Reproduce the listing below, swapping each "helmet" for "headgear" and keeping everything else the same. Omit the pictures from your answer.

» **Extracted records**:

══════

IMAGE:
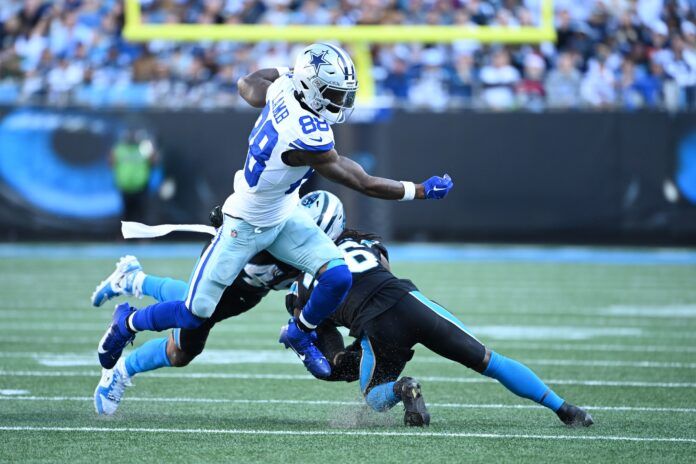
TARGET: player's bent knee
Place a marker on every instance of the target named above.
(337, 276)
(202, 306)
(178, 357)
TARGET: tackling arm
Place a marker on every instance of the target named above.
(253, 87)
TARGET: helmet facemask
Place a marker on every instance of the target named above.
(338, 103)
(325, 76)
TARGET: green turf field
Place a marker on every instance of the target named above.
(618, 339)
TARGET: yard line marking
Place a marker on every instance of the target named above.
(600, 347)
(343, 403)
(580, 363)
(244, 376)
(235, 356)
(507, 344)
(343, 432)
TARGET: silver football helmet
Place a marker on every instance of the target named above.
(327, 211)
(325, 76)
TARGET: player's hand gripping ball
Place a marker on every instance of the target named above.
(437, 188)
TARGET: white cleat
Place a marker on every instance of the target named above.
(111, 388)
(120, 282)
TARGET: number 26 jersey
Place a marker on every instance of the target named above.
(266, 189)
(375, 289)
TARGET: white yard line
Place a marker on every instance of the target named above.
(338, 403)
(343, 432)
(256, 343)
(246, 376)
(234, 356)
(676, 349)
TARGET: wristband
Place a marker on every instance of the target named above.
(409, 191)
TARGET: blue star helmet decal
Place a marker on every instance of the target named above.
(318, 60)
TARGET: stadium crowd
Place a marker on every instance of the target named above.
(610, 53)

══════

» **Exercise output**:
IMAGE:
TARGET: player's bent knee
Place a marker on every instance of the target named above.
(337, 276)
(202, 306)
(178, 357)
TARGET: tackling arm
Place a marker on every instance of the target named above.
(253, 87)
TARGET: headgear facemask
Place a marker on every instance of the target named above.
(338, 103)
(325, 76)
TARGET: green turf field
Place a marker on every instance of the target named above.
(618, 339)
TARGET: yard line marking
Place a marker on every instance of the target named above.
(600, 347)
(343, 403)
(580, 363)
(244, 376)
(235, 356)
(507, 344)
(343, 432)
TARGET: silver football headgear
Place a marker on every instance of the target named above.
(327, 211)
(325, 76)
TARGET: player's hand gripping ball
Place a marker on every instance of the target named above.
(437, 188)
TARGET: white cleat
Place a marker on every instance of the target named above.
(111, 388)
(120, 282)
TARGET: number 26 jersey
Place a marker on every instance of the target named above.
(266, 189)
(375, 289)
TARGET: white yard line
Place a marker on every instance of the target named above.
(338, 403)
(343, 432)
(256, 343)
(246, 376)
(234, 356)
(676, 349)
TARGET: wristband
Place a marker on every instance of the target named above.
(409, 191)
TARGET: blue star headgear decal
Place a marker on every instance of the target named above.
(318, 60)
TARGET: stadium crowd
Place a marker on every instance of the target named above.
(610, 53)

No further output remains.